__WHAT YOU NEED TO DO__:
Copy out the entries below from the line containing "Could you point to the man's" through the last line of the entries, with both ends included and the requests kept. Scale every x,y coordinate in the answers by 1.75, rounding to the nearest whole number with halves rounded up, and leave the coordinates in the requests' format samples unchanged.

───── ENTRIES

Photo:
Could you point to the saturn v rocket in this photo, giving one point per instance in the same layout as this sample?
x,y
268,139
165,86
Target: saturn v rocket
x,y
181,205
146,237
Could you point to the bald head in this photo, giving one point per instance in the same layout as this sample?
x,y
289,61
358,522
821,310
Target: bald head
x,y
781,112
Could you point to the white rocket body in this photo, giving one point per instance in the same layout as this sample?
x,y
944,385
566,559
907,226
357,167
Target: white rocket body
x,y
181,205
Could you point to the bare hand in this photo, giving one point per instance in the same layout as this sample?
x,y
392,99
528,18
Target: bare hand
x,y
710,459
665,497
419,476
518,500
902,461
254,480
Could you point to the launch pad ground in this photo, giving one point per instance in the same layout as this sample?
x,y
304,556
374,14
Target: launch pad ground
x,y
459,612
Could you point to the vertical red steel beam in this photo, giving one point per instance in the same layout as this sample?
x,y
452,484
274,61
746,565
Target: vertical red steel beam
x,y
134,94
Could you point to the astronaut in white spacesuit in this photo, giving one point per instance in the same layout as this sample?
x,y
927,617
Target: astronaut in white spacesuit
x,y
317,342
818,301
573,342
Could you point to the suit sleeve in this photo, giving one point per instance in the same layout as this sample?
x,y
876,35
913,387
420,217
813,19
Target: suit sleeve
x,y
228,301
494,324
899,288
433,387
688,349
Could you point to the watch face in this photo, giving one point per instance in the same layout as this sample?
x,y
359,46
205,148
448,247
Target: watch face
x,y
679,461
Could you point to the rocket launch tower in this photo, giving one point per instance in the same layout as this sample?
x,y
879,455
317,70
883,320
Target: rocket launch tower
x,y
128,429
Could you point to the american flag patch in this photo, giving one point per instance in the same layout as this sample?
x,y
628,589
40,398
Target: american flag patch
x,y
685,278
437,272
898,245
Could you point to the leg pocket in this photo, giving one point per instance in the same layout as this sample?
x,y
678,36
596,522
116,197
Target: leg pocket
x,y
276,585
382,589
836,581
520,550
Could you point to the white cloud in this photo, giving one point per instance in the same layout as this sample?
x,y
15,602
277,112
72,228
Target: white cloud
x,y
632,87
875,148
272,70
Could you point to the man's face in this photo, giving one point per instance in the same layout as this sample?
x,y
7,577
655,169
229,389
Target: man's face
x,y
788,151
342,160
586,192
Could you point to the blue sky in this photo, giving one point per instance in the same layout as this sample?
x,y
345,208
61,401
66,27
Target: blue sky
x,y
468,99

──────────

__TASK ANSWER__:
Could you point to the man's face in this photo, giving one point per instance in the same layout as this sample?
x,y
7,577
655,169
229,389
Target: man's face
x,y
1379,264
599,280
1026,336
Could you point to the blue sky in this photo, giving one point per instance in the same layout as this sample?
x,y
345,208
61,401
66,27
Target: blue sky
x,y
819,173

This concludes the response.